Natural-language object grounding data
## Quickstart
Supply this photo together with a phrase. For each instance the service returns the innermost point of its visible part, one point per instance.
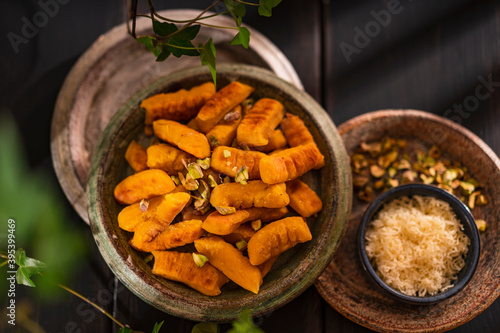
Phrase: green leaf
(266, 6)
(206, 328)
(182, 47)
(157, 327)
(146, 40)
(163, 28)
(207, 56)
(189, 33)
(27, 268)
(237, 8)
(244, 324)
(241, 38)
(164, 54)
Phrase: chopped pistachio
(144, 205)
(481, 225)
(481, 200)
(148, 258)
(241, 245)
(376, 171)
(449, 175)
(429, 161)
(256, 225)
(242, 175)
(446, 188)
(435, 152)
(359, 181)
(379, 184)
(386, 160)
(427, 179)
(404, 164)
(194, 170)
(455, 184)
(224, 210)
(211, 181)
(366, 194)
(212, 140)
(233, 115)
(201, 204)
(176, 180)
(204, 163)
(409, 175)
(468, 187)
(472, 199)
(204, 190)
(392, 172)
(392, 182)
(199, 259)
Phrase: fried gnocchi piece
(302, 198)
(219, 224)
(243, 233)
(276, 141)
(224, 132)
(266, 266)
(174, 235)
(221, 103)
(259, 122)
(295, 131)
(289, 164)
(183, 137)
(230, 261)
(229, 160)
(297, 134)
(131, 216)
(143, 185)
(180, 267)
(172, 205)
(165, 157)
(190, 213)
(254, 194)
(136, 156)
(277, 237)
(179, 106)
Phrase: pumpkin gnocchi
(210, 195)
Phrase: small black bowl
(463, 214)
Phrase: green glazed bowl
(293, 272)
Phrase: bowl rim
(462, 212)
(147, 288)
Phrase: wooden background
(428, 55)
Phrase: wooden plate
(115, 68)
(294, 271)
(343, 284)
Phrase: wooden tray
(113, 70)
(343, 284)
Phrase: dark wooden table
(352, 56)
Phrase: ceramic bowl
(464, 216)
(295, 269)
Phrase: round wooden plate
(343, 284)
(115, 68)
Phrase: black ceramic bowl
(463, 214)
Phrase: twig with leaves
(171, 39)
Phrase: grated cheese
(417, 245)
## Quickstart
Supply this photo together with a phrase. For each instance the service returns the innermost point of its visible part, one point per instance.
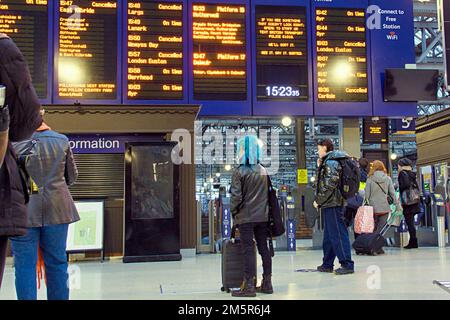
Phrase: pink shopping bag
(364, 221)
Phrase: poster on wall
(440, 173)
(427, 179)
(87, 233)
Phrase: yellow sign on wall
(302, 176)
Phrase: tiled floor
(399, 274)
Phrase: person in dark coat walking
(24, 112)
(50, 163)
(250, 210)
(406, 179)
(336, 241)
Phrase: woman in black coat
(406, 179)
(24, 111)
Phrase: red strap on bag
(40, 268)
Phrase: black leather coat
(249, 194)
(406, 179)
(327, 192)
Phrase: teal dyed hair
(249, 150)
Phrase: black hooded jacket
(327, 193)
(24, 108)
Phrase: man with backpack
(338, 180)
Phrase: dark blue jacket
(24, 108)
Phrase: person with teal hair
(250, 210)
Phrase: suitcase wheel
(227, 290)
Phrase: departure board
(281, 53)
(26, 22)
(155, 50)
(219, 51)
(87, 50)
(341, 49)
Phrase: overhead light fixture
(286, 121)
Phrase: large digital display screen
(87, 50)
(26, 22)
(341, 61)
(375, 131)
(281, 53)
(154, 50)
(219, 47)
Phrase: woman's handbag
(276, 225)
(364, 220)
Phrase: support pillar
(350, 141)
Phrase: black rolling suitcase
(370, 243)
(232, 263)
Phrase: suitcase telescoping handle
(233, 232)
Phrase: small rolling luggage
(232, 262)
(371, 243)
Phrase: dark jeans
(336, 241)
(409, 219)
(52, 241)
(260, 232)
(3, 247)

Your assignment
I'd like the records above given again exactly, please, without the pictures.

Response for this exercise
## Quickstart
Supply this photo together with a phrase. For each instance the service returns the innermost point of its visible part, one point per instance.
Phrase: green leaf
(266, 6)
(206, 328)
(182, 47)
(157, 327)
(146, 40)
(163, 28)
(207, 56)
(189, 33)
(27, 268)
(237, 8)
(244, 324)
(241, 38)
(164, 54)
Phrase: chopped pistachio
(144, 205)
(481, 225)
(481, 200)
(148, 258)
(241, 245)
(376, 171)
(449, 175)
(429, 161)
(256, 225)
(242, 175)
(446, 188)
(435, 152)
(359, 181)
(379, 184)
(386, 160)
(427, 179)
(404, 164)
(194, 170)
(455, 184)
(224, 210)
(211, 181)
(366, 194)
(212, 140)
(233, 115)
(201, 204)
(176, 180)
(204, 163)
(409, 175)
(468, 187)
(472, 199)
(204, 190)
(392, 172)
(392, 182)
(199, 259)
Phrase: fried gnocchi piece
(302, 198)
(219, 224)
(243, 233)
(276, 141)
(224, 132)
(266, 266)
(174, 235)
(221, 103)
(259, 122)
(295, 131)
(289, 164)
(183, 137)
(230, 261)
(229, 160)
(297, 134)
(131, 216)
(143, 185)
(180, 267)
(172, 205)
(165, 157)
(190, 213)
(254, 194)
(136, 156)
(277, 237)
(179, 106)
Phrase: pumpkin gnocchi
(210, 195)
Phrase: small black bowl
(463, 214)
Phrase: green glazed bowl
(293, 272)
Phrase: bowl rim
(462, 212)
(147, 288)
Phrase: wooden background
(428, 55)
Phrase: wooden plate
(115, 68)
(294, 271)
(343, 284)
Phrase: wooden tray
(113, 70)
(343, 284)
Phrase: dark wooden table
(352, 56)
Phrase: ceramic bowl
(464, 216)
(295, 269)
Phrase: round wooden plate
(343, 284)
(115, 68)
Phrase: black ceramic bowl
(463, 214)
Phrase: twig with leaves
(171, 39)
Phrase: grated cheese
(417, 245)
## Quickstart
Supply this photo together with a phrase. For each instance the service returns the innermost point of its visible part, one point per instance.
Phrase: pink shopping bag
(364, 221)
Phrase: poster on wall
(440, 173)
(427, 179)
(87, 233)
Phrase: yellow sign on wall
(302, 176)
Phrase: tiled floor
(399, 274)
Phrase: person in dark coat walking
(24, 112)
(50, 163)
(250, 210)
(406, 179)
(336, 241)
Phrase: woman in black coat
(406, 179)
(24, 111)
Phrase: red strap on bag
(40, 268)
Phrase: black leather coat
(249, 194)
(406, 179)
(327, 192)
Phrase: teal dyed hair
(249, 150)
Phrase: black hooded jacket
(327, 193)
(24, 108)
Phrase: man with backpack
(338, 180)
Phrase: dark blue jacket
(24, 108)
Phrase: person with teal hair
(250, 210)
Phrase: suitcase wheel
(227, 290)
Phrase: departure board
(281, 53)
(26, 22)
(155, 50)
(219, 51)
(87, 50)
(341, 49)
Phrase: overhead light fixture
(286, 121)
Phrase: large digital display screen
(87, 50)
(26, 22)
(341, 61)
(375, 131)
(281, 53)
(154, 50)
(219, 47)
Phrase: woman's handbag
(276, 225)
(364, 220)
Phrase: support pillar
(350, 141)
Phrase: black rolling suitcase
(370, 243)
(232, 263)
Phrase: suitcase telescoping handle
(233, 232)
Phrase: small rolling luggage
(232, 262)
(371, 243)
Phrase: dark jeans
(336, 241)
(409, 219)
(52, 241)
(260, 232)
(3, 247)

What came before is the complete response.